◆ TASKS:
1. Which place names appear in the passage on Zion Baptist Church in Marietta?
2. Can you repeat the part of the passage on Zion Baptist Church from "In 1866, the" to "day in Marietta.", word for word?
3. Could you pick up the passage on Zion Baptist Church and the Rucker name after its last sentence and carry it on?

In 1866, the delegation from the black church applied for letters of dismission and were to be allowed to secede and form a separate and distinct body. Their request was postponed awaiting a decision of the legislature on that subject. On March 10, 66 female Blacks and 23 male Blacks, members of the “colored church” were granted letters of dismission, at their request. But April 8, Zion Baptist Church was formally organized by Rev. Ephraim B Rucker, who had been licensed by the mother church. That church continues to this day in Marietta.

I looked for but was unable find Ephraim B Rucker anywhere in the 1870 census. I did find an Emily Rucker, female, age 34, Black, listed as field hand living alone with a small child in Marietta in 1870. The name Rucker is associated with Ruckersville in Elbert County Georgia, the county where the Dobbs family lived before settling in Cobb County.

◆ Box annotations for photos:
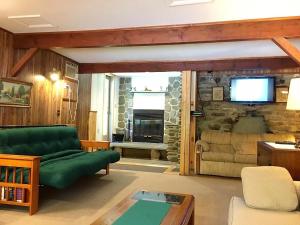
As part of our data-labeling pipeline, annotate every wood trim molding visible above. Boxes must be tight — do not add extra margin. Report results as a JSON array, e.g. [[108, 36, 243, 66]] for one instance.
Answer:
[[180, 71, 192, 175], [14, 17, 300, 48], [272, 37, 300, 65], [79, 57, 299, 74], [10, 48, 39, 77]]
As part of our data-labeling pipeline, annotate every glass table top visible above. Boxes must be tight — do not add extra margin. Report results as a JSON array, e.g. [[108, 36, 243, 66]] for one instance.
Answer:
[[132, 191, 185, 205]]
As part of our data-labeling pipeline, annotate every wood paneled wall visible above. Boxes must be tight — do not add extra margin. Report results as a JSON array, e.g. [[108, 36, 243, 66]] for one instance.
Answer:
[[77, 74, 92, 140], [0, 29, 78, 125]]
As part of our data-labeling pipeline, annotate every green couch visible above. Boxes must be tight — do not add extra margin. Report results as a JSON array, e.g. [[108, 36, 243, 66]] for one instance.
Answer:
[[0, 126, 120, 189]]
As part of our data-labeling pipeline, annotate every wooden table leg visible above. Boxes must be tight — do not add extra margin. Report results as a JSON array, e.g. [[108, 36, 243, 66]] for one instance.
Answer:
[[188, 210, 195, 225]]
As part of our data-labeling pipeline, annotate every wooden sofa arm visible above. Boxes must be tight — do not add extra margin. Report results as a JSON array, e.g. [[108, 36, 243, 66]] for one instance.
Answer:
[[80, 140, 110, 151], [0, 154, 40, 215]]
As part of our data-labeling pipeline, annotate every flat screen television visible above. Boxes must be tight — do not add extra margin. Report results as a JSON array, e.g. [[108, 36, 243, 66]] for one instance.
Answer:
[[230, 77, 275, 104]]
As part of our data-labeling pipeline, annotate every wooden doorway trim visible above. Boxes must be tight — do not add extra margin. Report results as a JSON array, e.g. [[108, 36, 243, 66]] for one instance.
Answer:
[[180, 71, 192, 175]]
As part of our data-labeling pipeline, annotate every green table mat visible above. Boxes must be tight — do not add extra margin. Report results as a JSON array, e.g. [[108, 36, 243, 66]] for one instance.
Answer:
[[113, 200, 172, 225]]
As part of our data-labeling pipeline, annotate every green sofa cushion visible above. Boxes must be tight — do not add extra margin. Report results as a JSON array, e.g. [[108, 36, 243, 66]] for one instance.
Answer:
[[0, 127, 80, 156], [0, 126, 120, 189], [40, 150, 120, 189]]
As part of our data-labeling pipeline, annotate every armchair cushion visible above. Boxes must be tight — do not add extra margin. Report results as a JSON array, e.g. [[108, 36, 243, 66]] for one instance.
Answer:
[[228, 197, 300, 225], [202, 152, 234, 162], [231, 133, 261, 155], [241, 166, 298, 211]]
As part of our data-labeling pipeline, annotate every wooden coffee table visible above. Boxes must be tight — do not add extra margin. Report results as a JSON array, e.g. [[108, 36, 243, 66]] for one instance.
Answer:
[[92, 191, 195, 225]]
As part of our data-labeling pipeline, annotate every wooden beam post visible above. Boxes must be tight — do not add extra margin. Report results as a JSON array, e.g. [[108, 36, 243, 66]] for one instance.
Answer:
[[10, 48, 39, 77], [189, 71, 197, 170], [180, 71, 192, 175], [272, 37, 300, 65], [79, 56, 299, 74]]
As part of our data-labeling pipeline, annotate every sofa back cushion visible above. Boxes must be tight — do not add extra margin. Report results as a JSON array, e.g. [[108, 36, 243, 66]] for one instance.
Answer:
[[201, 130, 232, 153], [241, 166, 298, 211], [231, 133, 261, 155], [0, 126, 80, 156], [262, 134, 295, 142]]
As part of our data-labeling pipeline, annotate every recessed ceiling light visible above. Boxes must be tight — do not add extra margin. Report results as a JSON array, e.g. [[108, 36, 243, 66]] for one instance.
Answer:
[[28, 23, 55, 28], [170, 0, 213, 6], [7, 15, 41, 19]]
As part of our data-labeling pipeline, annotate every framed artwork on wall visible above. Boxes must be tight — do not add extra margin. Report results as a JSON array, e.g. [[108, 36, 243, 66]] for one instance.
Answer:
[[0, 78, 32, 107], [276, 86, 289, 103], [212, 87, 224, 101]]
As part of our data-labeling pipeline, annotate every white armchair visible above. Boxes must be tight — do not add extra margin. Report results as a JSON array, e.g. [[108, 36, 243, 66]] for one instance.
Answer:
[[228, 167, 300, 225]]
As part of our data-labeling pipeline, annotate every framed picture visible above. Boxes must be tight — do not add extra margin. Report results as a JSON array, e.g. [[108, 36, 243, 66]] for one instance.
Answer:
[[0, 78, 32, 107], [276, 86, 289, 103], [213, 87, 224, 101]]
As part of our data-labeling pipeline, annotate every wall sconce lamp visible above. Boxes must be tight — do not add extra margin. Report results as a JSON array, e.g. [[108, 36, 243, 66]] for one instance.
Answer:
[[286, 77, 300, 148], [50, 68, 60, 82]]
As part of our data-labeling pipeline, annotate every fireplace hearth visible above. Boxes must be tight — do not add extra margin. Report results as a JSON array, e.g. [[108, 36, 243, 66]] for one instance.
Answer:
[[132, 109, 164, 143]]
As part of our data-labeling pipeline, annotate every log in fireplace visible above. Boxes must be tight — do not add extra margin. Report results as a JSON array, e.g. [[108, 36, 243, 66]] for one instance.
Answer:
[[132, 109, 164, 143]]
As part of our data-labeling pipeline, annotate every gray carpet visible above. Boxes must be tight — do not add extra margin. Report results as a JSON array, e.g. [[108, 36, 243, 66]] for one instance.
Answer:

◆ ANSWERS:
1. Marietta, Ruckersville, Elbert County, Georgia, Cobb County

2.
In 1866, the delegation from the black church applied for letters of dismission and were to be allowed to secede and form a separate and distinct body. Their request was postponed awaiting a decision of the legislature on that subject. On March 10, 66 female Blacks and 23 male Blacks, members of the “colored church” were granted letters of dismission, at their request. But April 8, Zion Baptist Church was formally organized by Rev. Ephraim B Rucker, who had been licensed by the mother church. That church continues to this day in Marietta.

3.
After the Civil War, there is no further mention of the Dobbs family in the book until 1928. Miller writes: “The church closed out its year with a proper memorial in the minutes to Mrs. Mattie J. Dobbs, who was born the year the church was originated and joined the church in 1858. Married to David J Dobbs, former church clerk, she had lived to age 93, 51 years as a widow.”

This was my great, great-grandmother, Martha Josephine Prothro Dobbs. She and David J Dobbs were married in South Carolina in 1857 and moved to Cobb County in 1858. She was a member of the First Baptist Church of Marietta for 70 years.